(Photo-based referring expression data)
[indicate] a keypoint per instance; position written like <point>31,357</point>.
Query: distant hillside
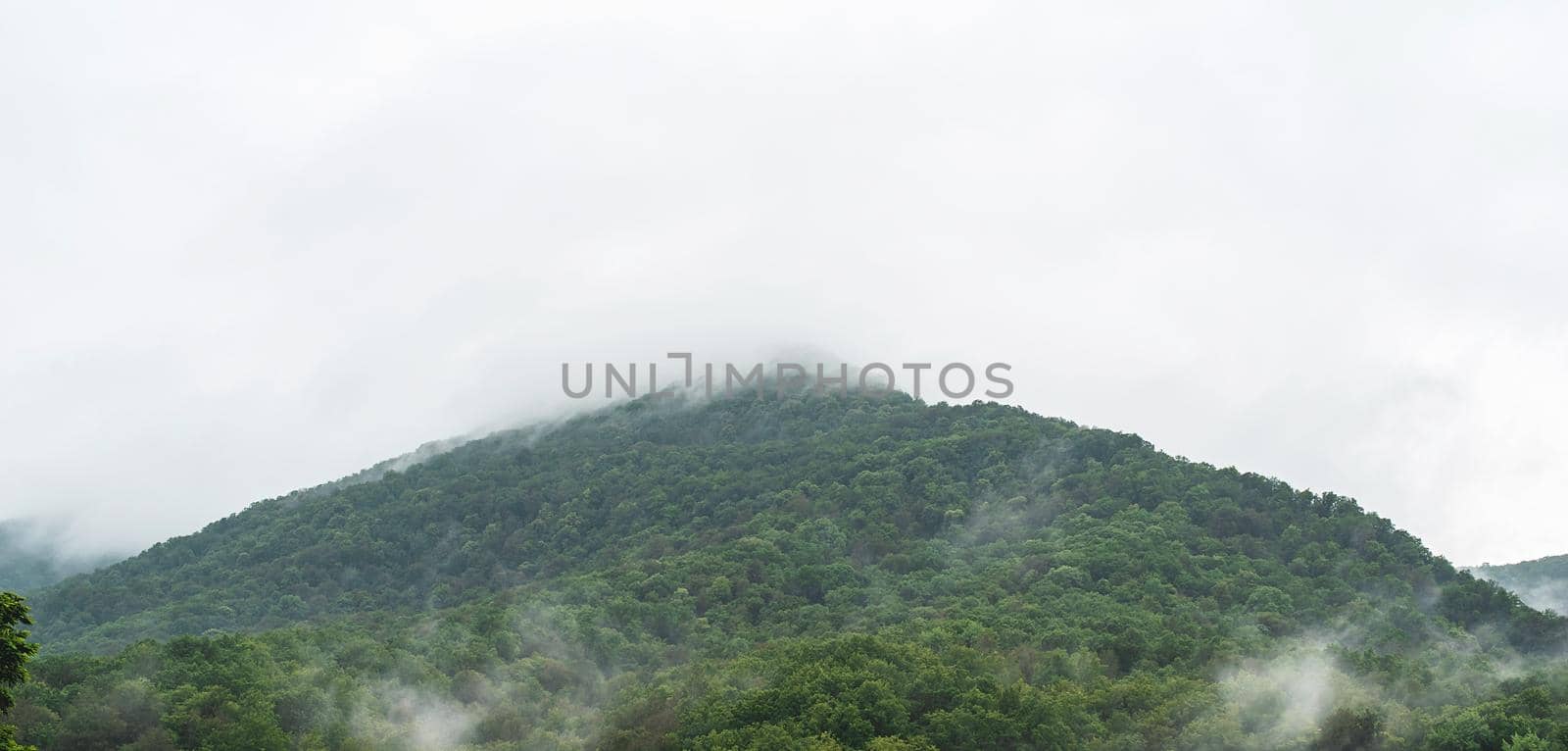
<point>35,554</point>
<point>1542,583</point>
<point>858,571</point>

• What is needed
Output each entry above word for word. The pictures stay out.

• Answer section
[indicate] a keypoint per instance; position written like <point>31,357</point>.
Query: distant hillside
<point>35,554</point>
<point>1542,583</point>
<point>858,571</point>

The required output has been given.